* Travail à faire *
Répondez aux questions suivantes d'après le texte de lecture sur Paul Kagame :
1. Qui est aujourd'hui disposé à se soumettre avec Paul Kagame à un détecteur de mensonge ?
2. À quelle date l'attentat contre le président Habyarimana a-t-il été perpétré ?
3. Selon certains médias officiels occidentaux, quel mouvement Paul Kagame soutient-il, et dans quel pays ?

* Texte de lecture *
'''

Heureusement, tenaces et courageuses, les minorités congolaises organisées et agissantes ainsi que leurs amis et beaucoup d’autres hommes et femmes de bonne volonté n’ont cessé de dénoncer cette supercherie, forçant certains parrains de Paul Kagame à prendre (de manière rhétorique) certaines mesures symboliques suffisamment « dures » à son endroit. Une certaine opposition rwandaise à Paul Kagame a apporté sa quote-part à la remise en question de cette supercherie. (Théogène Rudansingwa est aujourd’hui disposé à se soumettre avec Paul Kagame à un détecteur de mensonge au sujet de l’attentat perpétré contre le président Habyarimana le 06 avril 1994). Certains médias officiels occidentaux disent clairement, au jour d’aujourd’hui, que Paul Kagame soutient le M23 en RDC. (Qui aurait cru, il y a quelques années, que dans certains pays occidentaux ayant présentait Paul Kagame comme « le véritable héros » après le génocide de 1994, il y ait des radios et des télévisions traitant du soutien de ce monsieur au M23 sans ambages ?)

'''

[Extraits de données de pointage]
'''

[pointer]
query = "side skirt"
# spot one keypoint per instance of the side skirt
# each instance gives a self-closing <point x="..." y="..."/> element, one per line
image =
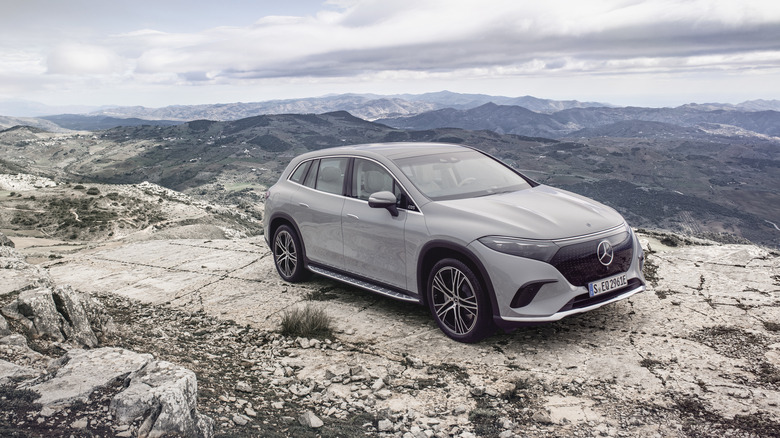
<point x="363" y="284"/>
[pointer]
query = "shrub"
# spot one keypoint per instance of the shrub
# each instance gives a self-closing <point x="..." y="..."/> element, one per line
<point x="309" y="322"/>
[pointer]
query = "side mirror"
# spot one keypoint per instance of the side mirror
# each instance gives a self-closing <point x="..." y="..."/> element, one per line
<point x="383" y="199"/>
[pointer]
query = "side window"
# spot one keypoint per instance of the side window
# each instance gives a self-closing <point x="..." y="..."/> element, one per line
<point x="369" y="178"/>
<point x="300" y="172"/>
<point x="311" y="177"/>
<point x="330" y="177"/>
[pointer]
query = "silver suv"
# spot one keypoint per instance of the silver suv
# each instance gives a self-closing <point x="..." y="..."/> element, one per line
<point x="452" y="228"/>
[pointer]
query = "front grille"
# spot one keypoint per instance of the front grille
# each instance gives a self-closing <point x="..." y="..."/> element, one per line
<point x="580" y="265"/>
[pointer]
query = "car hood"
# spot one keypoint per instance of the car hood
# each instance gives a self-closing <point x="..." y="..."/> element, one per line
<point x="541" y="212"/>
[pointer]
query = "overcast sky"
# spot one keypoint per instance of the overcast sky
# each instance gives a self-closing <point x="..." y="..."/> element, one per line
<point x="168" y="52"/>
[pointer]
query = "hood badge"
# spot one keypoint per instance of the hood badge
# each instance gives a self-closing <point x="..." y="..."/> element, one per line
<point x="605" y="253"/>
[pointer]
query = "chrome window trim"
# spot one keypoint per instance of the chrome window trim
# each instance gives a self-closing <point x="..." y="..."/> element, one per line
<point x="395" y="178"/>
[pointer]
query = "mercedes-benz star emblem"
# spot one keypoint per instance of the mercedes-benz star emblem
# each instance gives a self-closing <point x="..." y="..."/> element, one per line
<point x="605" y="253"/>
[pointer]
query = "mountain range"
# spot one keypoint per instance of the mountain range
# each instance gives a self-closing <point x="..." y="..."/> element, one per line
<point x="710" y="180"/>
<point x="526" y="116"/>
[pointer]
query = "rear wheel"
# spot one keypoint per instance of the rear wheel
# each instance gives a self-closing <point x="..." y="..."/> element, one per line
<point x="458" y="302"/>
<point x="288" y="254"/>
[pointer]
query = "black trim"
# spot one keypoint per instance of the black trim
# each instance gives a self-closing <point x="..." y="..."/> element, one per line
<point x="585" y="300"/>
<point x="365" y="279"/>
<point x="527" y="179"/>
<point x="287" y="218"/>
<point x="443" y="244"/>
<point x="527" y="292"/>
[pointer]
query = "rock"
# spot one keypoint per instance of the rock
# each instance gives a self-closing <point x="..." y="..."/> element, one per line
<point x="4" y="330"/>
<point x="309" y="419"/>
<point x="11" y="372"/>
<point x="379" y="384"/>
<point x="60" y="314"/>
<point x="383" y="394"/>
<point x="384" y="425"/>
<point x="5" y="241"/>
<point x="164" y="393"/>
<point x="169" y="393"/>
<point x="85" y="371"/>
<point x="80" y="424"/>
<point x="460" y="410"/>
<point x="242" y="386"/>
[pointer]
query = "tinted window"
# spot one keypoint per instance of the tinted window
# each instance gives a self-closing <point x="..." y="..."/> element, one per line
<point x="330" y="177"/>
<point x="300" y="172"/>
<point x="370" y="178"/>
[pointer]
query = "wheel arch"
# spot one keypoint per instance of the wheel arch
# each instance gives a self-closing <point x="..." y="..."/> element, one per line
<point x="284" y="219"/>
<point x="434" y="251"/>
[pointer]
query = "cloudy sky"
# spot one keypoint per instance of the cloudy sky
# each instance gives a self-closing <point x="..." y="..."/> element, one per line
<point x="167" y="52"/>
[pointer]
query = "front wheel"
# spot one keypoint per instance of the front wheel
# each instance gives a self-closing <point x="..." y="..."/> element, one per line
<point x="457" y="301"/>
<point x="288" y="254"/>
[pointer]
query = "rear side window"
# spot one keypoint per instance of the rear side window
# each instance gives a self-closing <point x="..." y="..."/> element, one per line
<point x="311" y="177"/>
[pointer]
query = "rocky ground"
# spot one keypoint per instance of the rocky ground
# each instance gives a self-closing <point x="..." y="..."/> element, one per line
<point x="698" y="354"/>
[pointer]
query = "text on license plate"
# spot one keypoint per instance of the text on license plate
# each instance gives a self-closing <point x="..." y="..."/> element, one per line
<point x="607" y="284"/>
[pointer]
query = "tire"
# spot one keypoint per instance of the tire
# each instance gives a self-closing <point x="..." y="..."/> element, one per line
<point x="288" y="254"/>
<point x="457" y="302"/>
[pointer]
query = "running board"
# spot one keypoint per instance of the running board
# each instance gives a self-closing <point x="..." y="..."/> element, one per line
<point x="363" y="284"/>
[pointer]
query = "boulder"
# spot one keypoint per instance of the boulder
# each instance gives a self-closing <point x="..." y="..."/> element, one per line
<point x="5" y="241"/>
<point x="167" y="394"/>
<point x="4" y="330"/>
<point x="80" y="372"/>
<point x="60" y="314"/>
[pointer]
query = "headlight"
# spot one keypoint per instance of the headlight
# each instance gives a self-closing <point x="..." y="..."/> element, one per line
<point x="541" y="250"/>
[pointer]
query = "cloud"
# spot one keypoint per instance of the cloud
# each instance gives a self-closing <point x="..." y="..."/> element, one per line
<point x="83" y="59"/>
<point x="374" y="36"/>
<point x="359" y="41"/>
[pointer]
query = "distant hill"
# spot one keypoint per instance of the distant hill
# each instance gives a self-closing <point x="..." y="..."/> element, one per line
<point x="714" y="180"/>
<point x="579" y="121"/>
<point x="79" y="122"/>
<point x="365" y="106"/>
<point x="10" y="122"/>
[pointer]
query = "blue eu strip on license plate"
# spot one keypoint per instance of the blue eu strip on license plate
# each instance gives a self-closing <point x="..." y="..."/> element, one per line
<point x="607" y="284"/>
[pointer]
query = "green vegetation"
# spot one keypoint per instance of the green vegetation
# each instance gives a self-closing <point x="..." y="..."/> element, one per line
<point x="308" y="322"/>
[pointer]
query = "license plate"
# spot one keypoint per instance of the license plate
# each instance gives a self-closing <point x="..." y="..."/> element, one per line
<point x="607" y="284"/>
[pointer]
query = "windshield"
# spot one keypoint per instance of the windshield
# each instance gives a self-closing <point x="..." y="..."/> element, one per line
<point x="460" y="175"/>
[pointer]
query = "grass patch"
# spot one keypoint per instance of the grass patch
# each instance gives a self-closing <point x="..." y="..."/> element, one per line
<point x="308" y="322"/>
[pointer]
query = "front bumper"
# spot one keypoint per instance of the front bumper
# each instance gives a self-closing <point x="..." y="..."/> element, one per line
<point x="529" y="291"/>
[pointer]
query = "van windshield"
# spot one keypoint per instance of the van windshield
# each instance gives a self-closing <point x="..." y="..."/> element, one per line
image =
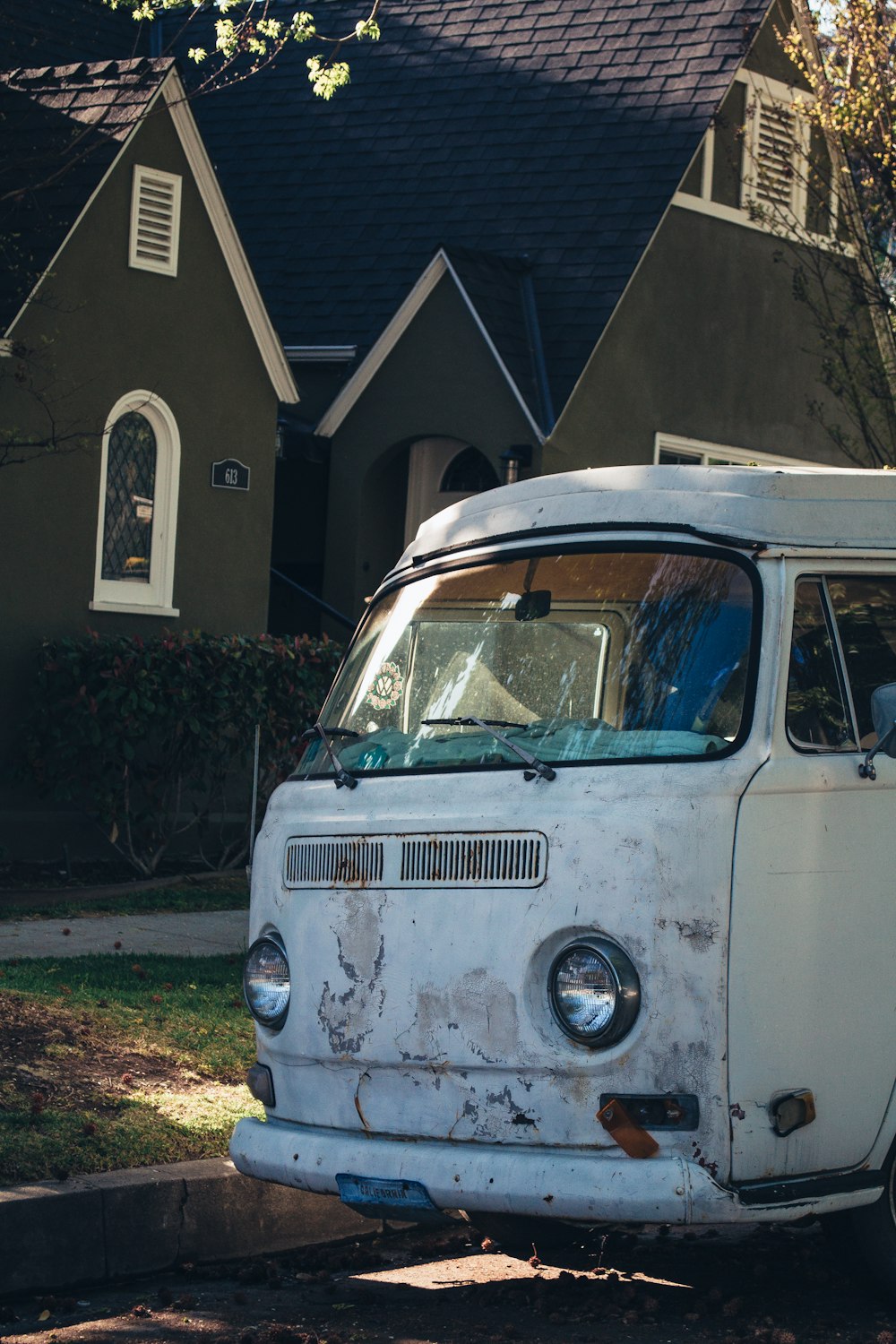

'''

* Corrigé de l'exercice *
1. Théogène Rudansingwa.
2. Le 06 avril 1994.
3. Le M23, en RDC.